> **Coordinate labeling data**
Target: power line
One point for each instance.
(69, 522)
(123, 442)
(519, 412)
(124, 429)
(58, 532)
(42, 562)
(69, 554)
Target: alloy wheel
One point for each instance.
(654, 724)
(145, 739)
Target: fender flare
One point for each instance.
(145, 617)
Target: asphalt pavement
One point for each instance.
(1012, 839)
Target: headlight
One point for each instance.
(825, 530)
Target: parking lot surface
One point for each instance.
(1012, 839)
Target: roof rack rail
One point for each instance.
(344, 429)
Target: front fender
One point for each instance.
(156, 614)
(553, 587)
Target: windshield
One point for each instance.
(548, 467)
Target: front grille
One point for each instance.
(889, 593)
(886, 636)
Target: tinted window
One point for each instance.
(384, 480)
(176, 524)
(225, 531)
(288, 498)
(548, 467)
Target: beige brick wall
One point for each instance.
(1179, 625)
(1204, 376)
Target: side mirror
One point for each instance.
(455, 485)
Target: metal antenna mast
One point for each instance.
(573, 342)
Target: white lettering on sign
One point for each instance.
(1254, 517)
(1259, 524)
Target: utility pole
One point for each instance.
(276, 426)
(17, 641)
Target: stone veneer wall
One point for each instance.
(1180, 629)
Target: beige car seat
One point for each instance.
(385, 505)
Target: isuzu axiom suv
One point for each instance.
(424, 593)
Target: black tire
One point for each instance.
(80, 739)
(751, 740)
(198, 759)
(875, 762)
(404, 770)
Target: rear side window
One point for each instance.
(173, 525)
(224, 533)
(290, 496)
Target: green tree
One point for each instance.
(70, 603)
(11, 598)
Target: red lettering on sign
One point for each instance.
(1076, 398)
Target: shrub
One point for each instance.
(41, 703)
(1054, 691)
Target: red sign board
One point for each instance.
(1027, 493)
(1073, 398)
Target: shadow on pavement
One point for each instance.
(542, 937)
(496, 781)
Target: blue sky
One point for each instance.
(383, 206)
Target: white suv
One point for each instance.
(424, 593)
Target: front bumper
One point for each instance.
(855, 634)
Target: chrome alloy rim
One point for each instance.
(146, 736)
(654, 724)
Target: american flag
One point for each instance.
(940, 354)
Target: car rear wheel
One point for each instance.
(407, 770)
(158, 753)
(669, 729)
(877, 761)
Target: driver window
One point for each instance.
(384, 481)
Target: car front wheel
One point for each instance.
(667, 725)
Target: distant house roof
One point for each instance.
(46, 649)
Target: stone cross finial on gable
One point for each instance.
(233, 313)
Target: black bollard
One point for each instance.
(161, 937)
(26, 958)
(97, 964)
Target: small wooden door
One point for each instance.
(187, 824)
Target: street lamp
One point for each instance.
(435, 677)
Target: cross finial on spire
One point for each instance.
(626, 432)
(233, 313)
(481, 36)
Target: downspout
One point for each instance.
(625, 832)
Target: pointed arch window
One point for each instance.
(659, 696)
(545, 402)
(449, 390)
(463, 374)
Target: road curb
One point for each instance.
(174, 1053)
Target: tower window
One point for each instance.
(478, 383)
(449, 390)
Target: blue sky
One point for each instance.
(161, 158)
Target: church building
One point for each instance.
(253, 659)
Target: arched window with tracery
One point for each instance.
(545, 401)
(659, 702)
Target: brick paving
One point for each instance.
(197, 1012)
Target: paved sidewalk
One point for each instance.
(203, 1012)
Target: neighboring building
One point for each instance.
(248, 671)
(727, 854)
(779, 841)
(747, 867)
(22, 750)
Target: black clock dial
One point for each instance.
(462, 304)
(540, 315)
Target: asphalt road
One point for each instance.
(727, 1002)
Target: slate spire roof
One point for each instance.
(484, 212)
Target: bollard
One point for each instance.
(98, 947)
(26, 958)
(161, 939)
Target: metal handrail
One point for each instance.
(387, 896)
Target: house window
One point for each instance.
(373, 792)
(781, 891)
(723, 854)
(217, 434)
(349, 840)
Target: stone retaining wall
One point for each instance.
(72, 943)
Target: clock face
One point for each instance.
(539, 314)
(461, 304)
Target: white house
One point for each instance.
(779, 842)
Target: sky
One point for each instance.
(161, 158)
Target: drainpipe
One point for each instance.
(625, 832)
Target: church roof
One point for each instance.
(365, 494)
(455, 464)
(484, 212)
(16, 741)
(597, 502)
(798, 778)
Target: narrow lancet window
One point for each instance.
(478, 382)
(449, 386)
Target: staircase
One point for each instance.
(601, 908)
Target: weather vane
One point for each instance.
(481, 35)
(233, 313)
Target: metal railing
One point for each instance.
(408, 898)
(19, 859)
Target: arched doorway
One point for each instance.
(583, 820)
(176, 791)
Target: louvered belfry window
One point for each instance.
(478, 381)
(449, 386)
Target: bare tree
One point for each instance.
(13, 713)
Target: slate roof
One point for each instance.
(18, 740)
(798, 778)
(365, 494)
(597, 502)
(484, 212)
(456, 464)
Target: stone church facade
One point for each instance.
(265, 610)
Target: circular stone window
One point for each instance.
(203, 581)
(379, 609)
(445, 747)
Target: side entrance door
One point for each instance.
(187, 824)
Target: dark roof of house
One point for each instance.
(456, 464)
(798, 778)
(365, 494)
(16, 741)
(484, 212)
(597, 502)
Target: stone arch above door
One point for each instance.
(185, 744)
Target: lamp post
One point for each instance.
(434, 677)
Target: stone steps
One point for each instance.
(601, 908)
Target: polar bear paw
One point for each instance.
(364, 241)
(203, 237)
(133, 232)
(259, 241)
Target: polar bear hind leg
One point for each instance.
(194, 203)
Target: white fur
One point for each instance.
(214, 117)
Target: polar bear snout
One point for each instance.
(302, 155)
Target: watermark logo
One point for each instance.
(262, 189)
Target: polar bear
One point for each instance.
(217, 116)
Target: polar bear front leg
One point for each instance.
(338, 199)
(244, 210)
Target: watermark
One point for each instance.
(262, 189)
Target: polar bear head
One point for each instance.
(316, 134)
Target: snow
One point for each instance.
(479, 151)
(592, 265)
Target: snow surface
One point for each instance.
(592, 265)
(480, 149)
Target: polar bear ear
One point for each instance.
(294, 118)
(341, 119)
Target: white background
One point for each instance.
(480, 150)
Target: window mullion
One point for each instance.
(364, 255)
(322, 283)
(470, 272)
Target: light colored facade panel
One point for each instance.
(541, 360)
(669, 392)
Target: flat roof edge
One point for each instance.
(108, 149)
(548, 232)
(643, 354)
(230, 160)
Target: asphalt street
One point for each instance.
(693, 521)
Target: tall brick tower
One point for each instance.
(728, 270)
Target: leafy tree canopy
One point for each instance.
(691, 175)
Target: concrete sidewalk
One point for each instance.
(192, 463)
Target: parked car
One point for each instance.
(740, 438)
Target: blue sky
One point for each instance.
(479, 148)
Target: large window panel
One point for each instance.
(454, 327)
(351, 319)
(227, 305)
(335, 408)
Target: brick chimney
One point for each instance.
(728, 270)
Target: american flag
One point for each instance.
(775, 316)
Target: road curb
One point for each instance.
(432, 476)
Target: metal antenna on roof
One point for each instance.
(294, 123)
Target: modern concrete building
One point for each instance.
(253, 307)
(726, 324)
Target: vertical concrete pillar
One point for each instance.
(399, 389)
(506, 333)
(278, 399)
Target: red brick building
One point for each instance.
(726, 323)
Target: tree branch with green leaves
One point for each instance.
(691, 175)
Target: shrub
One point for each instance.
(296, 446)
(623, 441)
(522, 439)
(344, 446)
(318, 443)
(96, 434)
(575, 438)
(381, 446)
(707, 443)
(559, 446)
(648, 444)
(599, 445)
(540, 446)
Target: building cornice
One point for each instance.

> **DIRECTIONS**
Quote the entire listing above exactly.

> **TASK RESULT**
Target: power line
One point for each instance.
(69, 522)
(123, 442)
(519, 412)
(124, 429)
(58, 532)
(42, 562)
(69, 554)
Target: alloy wheel
One point for each instance.
(654, 724)
(145, 739)
Target: fender flare
One point for each instance.
(145, 617)
Target: asphalt pavement
One point for each instance.
(1012, 839)
Target: headlight
One point for each instance.
(825, 530)
Target: parking lot surface
One point for each instance.
(1012, 839)
Target: roof rack rail
One point for each instance.
(344, 429)
Target: front fender
One point for each instance.
(156, 614)
(553, 587)
Target: windshield
One point for each instance.
(548, 467)
Target: front grille
One point for each instance.
(889, 593)
(886, 636)
Target: tinted window
One point for each instance.
(384, 480)
(176, 524)
(225, 531)
(288, 498)
(548, 467)
Target: beige brick wall
One point for each instance.
(1179, 625)
(1204, 376)
Target: side mirror
One point for each instance.
(455, 485)
Target: metal antenna mast
One point for each instance.
(573, 342)
Target: white lettering on sign
One point for each instance.
(1254, 517)
(1259, 524)
Target: utility pole
One point for each instance.
(276, 426)
(17, 641)
Target: stone veneer wall
One point for each instance.
(1180, 629)
Target: beige car seat
One point for each instance.
(385, 505)
Target: isuzu axiom suv
One point for each instance.
(424, 593)
Target: black tire
One point for each instance.
(80, 739)
(751, 740)
(198, 759)
(875, 762)
(404, 770)
Target: rear side window
One point for each instance.
(173, 525)
(224, 533)
(290, 496)
Target: green tree
One point for each instance.
(70, 603)
(11, 598)
Target: red lettering on sign
One point for each instance.
(1076, 398)
Target: shrub
One point for each instance.
(41, 703)
(1054, 691)
Target: red sign board
One point for each instance.
(1027, 493)
(1073, 398)
Target: shadow on pavement
One point for each instance.
(542, 937)
(496, 781)
Target: blue sky
One point for each instance.
(383, 206)
Target: white suv
One point for each instance.
(424, 593)
Target: front bumper
One point for each instance.
(855, 634)
Target: chrome alloy rim
One point for each instance.
(146, 736)
(654, 724)
Target: american flag
One point for each instance.
(940, 354)
Target: car rear wheel
One point for each instance.
(407, 770)
(158, 753)
(669, 729)
(877, 761)
Target: driver window
One point for each instance.
(384, 481)
Target: car front wheel
One point for each instance.
(667, 725)
Target: distant house roof
One point for each instance.
(46, 649)
Target: stone cross finial on gable
One point for each instance.
(233, 313)
Target: black bollard
One point for each instance.
(161, 937)
(26, 958)
(97, 964)
Target: small wooden door
One point for each instance.
(187, 824)
Target: street lamp
One point for each instance.
(435, 677)
Target: cross finial on spire
One point for each instance.
(626, 432)
(233, 313)
(481, 36)
Target: downspout
One point for each instance.
(625, 832)
Target: pointed arch window
One point for each instance.
(659, 696)
(545, 402)
(449, 390)
(463, 374)
Target: road curb
One point for each instance.
(174, 1053)
Target: tower window
One point for each instance.
(478, 383)
(449, 390)
Target: blue sky
One point for each instance.
(161, 158)
Target: church building
One point for each instance.
(253, 659)
Target: arched window with tracery
One point for each instance.
(545, 401)
(659, 702)
Target: brick paving
One point for each instance.
(197, 1012)
Target: paved sidewalk
One point for each instance.
(203, 1012)
Target: neighboring building
One point for each instance.
(248, 671)
(727, 854)
(779, 841)
(747, 867)
(22, 750)
Target: black clock dial
One point for each instance.
(462, 304)
(540, 315)
Target: asphalt road
One point for each instance.
(727, 1002)
Target: slate spire roof
One point for each instance.
(484, 212)
Target: bollard
One point for each instance.
(98, 947)
(26, 958)
(161, 939)
Target: metal handrail
One point for each instance.
(387, 896)
Target: house window
One point for each instance.
(373, 792)
(781, 891)
(723, 854)
(217, 434)
(349, 840)
Target: stone retaining wall
One point for each instance.
(72, 943)
Target: clock face
One point for each instance.
(539, 314)
(461, 304)
Target: white house
One point for each instance.
(779, 842)
Target: sky
One point for each instance.
(161, 158)
Target: drainpipe
One point for each instance.
(625, 832)
Target: church roof
One point for each instance.
(365, 494)
(455, 464)
(484, 212)
(16, 741)
(597, 502)
(798, 778)
Target: narrow lancet window
One point for each instance.
(478, 382)
(449, 386)
Target: staircase
One point for each instance.
(601, 908)
Target: weather vane
One point for each instance.
(481, 35)
(233, 313)
Target: metal railing
One point for each instance.
(408, 898)
(19, 859)
Target: arched doorway
One point for each instance.
(583, 820)
(176, 791)
Target: louvered belfry window
One point for each instance.
(478, 381)
(449, 386)
Target: bare tree
One point for each instance.
(13, 713)
Target: slate roof
One point for each instance.
(18, 740)
(798, 778)
(365, 494)
(597, 502)
(484, 212)
(456, 464)
Target: stone church facade
One point for each instance.
(265, 610)
Target: circular stone window
One point for each instance.
(203, 581)
(379, 609)
(445, 747)
Target: side entrance door
One point for each instance.
(187, 824)
Target: dark roof of house
One point for each instance.
(456, 464)
(798, 778)
(365, 494)
(16, 741)
(484, 212)
(597, 502)
Target: stone arch above door
One point for each instance.
(185, 744)
Target: lamp post
One point for each instance.
(434, 677)
Target: stone steps
One point for each instance.
(601, 908)
Target: polar bear paw
One point for each instance.
(364, 241)
(203, 237)
(133, 232)
(259, 241)
Target: polar bear hind leg
One point for each instance.
(194, 203)
Target: white fur
One point for each instance.
(214, 117)
Target: polar bear snout
One point for each instance.
(302, 155)
Target: watermark logo
One point for each instance.
(262, 189)
Target: polar bear
One point for each instance.
(217, 116)
Target: polar bear front leg
One point for each instance.
(338, 199)
(244, 210)
Target: watermark
One point for each instance.
(262, 189)
Target: polar bear head
One point for each instance.
(316, 134)
Target: snow
One point for each instance.
(479, 151)
(592, 265)
Target: snow surface
One point for each instance.
(592, 265)
(480, 149)
Target: polar bear ear
One point for each instance.
(294, 118)
(341, 119)
Target: white background
One point for each instance.
(480, 150)
Target: window mullion
One point for each instance.
(364, 255)
(322, 283)
(470, 272)
Target: light colored facade panel
One point for each instance.
(541, 360)
(669, 392)
Target: flat roof edge
One point for each instance.
(108, 149)
(548, 232)
(643, 354)
(230, 160)
Target: asphalt street
One point for each instance.
(693, 521)
Target: tall brick tower
One point for each instance.
(728, 270)
Target: leafy tree canopy
One point for each instance.
(691, 175)
Target: concrete sidewalk
One point for each instance.
(192, 463)
Target: parked car
One point for each instance.
(740, 438)
Target: blue sky
One point for each instance.
(479, 148)
Target: large window panel
One point for each instance.
(454, 327)
(351, 319)
(227, 305)
(335, 408)
Target: brick chimney
One point for each instance.
(728, 270)
Target: american flag
One point for each instance.
(775, 316)
Target: road curb
One point for each instance.
(432, 476)
Target: metal antenna on roof
One point for each instance.
(294, 123)
Target: modern concrete building
One point for each instance.
(253, 307)
(726, 324)
Target: vertical concrete pillar
One point for each instance.
(399, 389)
(506, 333)
(278, 399)
Target: red brick building
One point for each instance.
(726, 323)
Target: tree branch with green leaves
One point for each instance.
(691, 175)
Target: shrub
One point for each instance.
(296, 446)
(623, 441)
(522, 439)
(344, 446)
(318, 443)
(96, 434)
(575, 438)
(381, 446)
(707, 443)
(559, 446)
(648, 444)
(599, 445)
(540, 446)
Target: building cornice
One point for each instance.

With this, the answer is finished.